- Reading text -
↓↓↓
But reality versus our willful insulation from same isn’t Daum’s big theme, even if the introduction says it is. Instead, these essays do what essays often set out to do: trace the outlines of a self. They show an author exposing her particular being to the world, watching what happens, and coming to terms with the fallout. And they do it wonderfully, weaving a theory of identity as both unknowable and inescapable. “Not What It Used to Be,” for example, hearkens back to Daum’s first collection, My Misspent Youth, in its elegy for lost time. In middle age, Daum writes, “any traces of precocity I ever had are long forgotten. I am not and will never again be a young writer, a young homeowner, a young teacher. … The only thing I could do now for which my youth would be a truly notable feature would be to die.” This should give you a flavor of her wry, piquant voice. (Or try this: “Anthropologie … is to adult women what princesses are to little girls. It is a twirling motion in the form of an international brand.”) Yet despite the fading of some shiny sense of possibility, the “older self of our imagination never quite folds itself into the older self we actually become.” “Life,” Daum concludes, “is mostly an exercise in being something other than what we used to be while remaining fundamentally—and sometimes maddeningly—who we are.”

The Unspeakable is strewn with Daum’s attempts to lose herself, and with her slow, painful returns to center. She dabbles in gayness, in ill-fitting maternal roles. She tries, Emerson-like, to cast herself not as a human being but as a disembodied eye in the universe. (“Los Angeles is where I learned that your ability to see is sometimes only as good as your willingness to go unseen,” she writes at one point, wearing her invisibility at a gathering of Hollywood stars as a badge of honor.) There is a beautiful sway in these essays in and out of self-awareness. And as Daum tests the edges of who she is, the reader feels similar waves of identification and then distance, at times resonating intimately to a point the narrator makes, at times feeling that their two consciousnesses don’t overlap at all.
↑↑↑
- Information provided -
↓↓↓
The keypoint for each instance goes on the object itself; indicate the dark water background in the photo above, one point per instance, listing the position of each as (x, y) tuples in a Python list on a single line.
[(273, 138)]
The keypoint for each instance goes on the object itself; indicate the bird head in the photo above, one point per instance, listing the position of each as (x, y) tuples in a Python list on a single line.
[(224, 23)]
↑↑↑
↓↓↓
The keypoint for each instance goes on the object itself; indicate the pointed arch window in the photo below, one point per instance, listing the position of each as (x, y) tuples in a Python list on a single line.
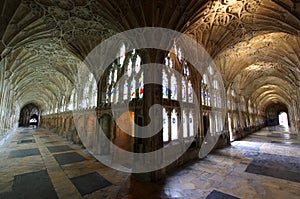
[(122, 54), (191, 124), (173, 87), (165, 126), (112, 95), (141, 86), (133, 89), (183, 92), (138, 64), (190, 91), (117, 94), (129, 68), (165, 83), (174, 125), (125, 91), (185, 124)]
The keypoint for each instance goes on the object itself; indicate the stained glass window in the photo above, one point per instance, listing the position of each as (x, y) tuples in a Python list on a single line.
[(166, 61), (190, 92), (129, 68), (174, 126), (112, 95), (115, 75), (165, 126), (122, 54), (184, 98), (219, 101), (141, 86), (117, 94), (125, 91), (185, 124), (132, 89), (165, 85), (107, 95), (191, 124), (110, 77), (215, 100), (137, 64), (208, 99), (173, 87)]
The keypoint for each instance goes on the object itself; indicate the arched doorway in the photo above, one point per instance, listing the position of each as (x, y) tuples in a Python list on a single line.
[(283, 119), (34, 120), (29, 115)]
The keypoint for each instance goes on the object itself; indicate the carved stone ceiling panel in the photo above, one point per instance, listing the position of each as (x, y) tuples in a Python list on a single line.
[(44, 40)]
↑↑↑
- What is being asked -
Copy out the review starting with "The Unspeakable is strewn" and going on through "overlap at all.", substituting "New York" for "Los Angeles". The lines that come after the review are separate material and have no connection to it.

- Reply to the exercise -
The Unspeakable is strewn with Daum’s attempts to lose herself, and with her slow, painful returns to center. She dabbles in gayness, in ill-fitting maternal roles. She tries, Emerson-like, to cast herself not as a human being but as a disembodied eye in the universe. (“New York is where I learned that your ability to see is sometimes only as good as your willingness to go unseen,” she writes at one point, wearing her invisibility at a gathering of Hollywood stars as a badge of honor.) There is a beautiful sway in these essays in and out of self-awareness. And as Daum tests the edges of who she is, the reader feels similar waves of identification and then distance, at times resonating intimately to a point the narrator makes, at times feeling that their two consciousnesses don’t overlap at all.